**DOCUMENT SEGMENT:**
------------------------------------------------------------------------
Nigeria on Volga 48


I was struck during the Great Hispano-German Cucumber Scare to learn from the BBC that Russia had banned EU vegetables, and this was difficult as Russia imported 40% of its vegetables from the EU. I suspect that figure excludes Russian vegetables grown and consumed in the informal rural sector, but it is nonetheless astonishing that Russia, which has a greater area of unforested potential arable land per head of population than any other major state, is highly dependent on vegetable imports.

A small fact indicative of a huge malaise. As China and Russia hold a key summit today, China is heading for global economic supremacy, probably within my lifetime (though US resilience should not be ignored, and the process will be slower than many think). Russia, by contrast, slips further and further down the league table of global influence. We can predict future importance for China, India and Brazil. Europe faces genteel relative decline.
------------------------------------------------------------------------
**GIVEN MATERIAL:**
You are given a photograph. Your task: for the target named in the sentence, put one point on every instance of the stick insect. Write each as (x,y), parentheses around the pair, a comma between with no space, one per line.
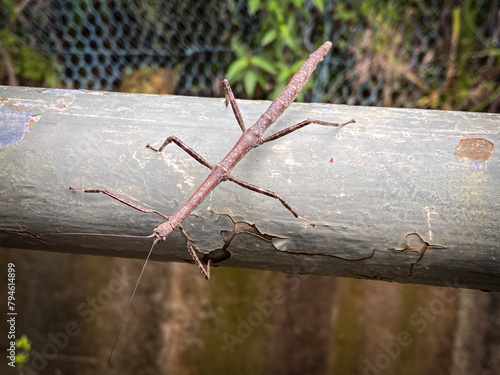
------------------------------------------------------------------------
**TASK STATEMENT:**
In two sentences, what does the passage on Russia's vegetable imports say?

**RESPONSE TO THE TASK:**
During the Great Hispano-German Cucumber Scare, the BBC reported that Russia had banned EU vegetables even though it imported 40% of its vegetables from the EU, which the writer finds astonishing because Russia has more unforested potential arable land per head than any other major state. The writer sees this as a sign of a huge malaise: China is heading for global economic supremacy while Russia slips further down the league table of global influence, and Europe faces genteel relative decline.